## Aim of the task
Rewrite the data below from the line containing "Would you mind spotting the concrete" through the line containing "<point>146,151</point>", swapping "front door" for "side entrance" and leaving everything else as it is. Give back only those lines.

## Data for the task
# # # # # # #

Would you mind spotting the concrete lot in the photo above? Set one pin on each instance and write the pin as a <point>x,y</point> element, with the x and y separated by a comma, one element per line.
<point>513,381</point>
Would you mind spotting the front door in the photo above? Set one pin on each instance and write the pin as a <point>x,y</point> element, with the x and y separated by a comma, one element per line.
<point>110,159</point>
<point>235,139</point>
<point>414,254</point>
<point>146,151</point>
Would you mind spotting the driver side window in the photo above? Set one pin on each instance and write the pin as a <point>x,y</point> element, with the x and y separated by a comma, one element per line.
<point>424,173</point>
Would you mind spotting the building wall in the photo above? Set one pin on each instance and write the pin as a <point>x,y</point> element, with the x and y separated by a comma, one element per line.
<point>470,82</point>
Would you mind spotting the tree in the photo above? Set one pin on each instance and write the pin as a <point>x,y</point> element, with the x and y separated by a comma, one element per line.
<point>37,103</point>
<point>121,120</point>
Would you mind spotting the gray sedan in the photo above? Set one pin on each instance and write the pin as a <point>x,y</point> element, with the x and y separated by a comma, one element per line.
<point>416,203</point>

# # # # # # #

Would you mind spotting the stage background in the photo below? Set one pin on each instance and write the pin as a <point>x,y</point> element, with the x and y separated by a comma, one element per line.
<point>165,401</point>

# # # # # # #

## Answer to this task
Would you mind spotting the concrete lot in the photo above? Set one pin on each instance and write the pin as a <point>x,y</point> element, with the x and y separated by a comma, one element per line.
<point>513,381</point>
Would you mind spotting the side entrance in the photo above? Set one pin on each instance and write the pin as a <point>x,y</point> element, with the x and y separated by a comma, one element per line.
<point>110,159</point>
<point>235,139</point>
<point>414,254</point>
<point>146,151</point>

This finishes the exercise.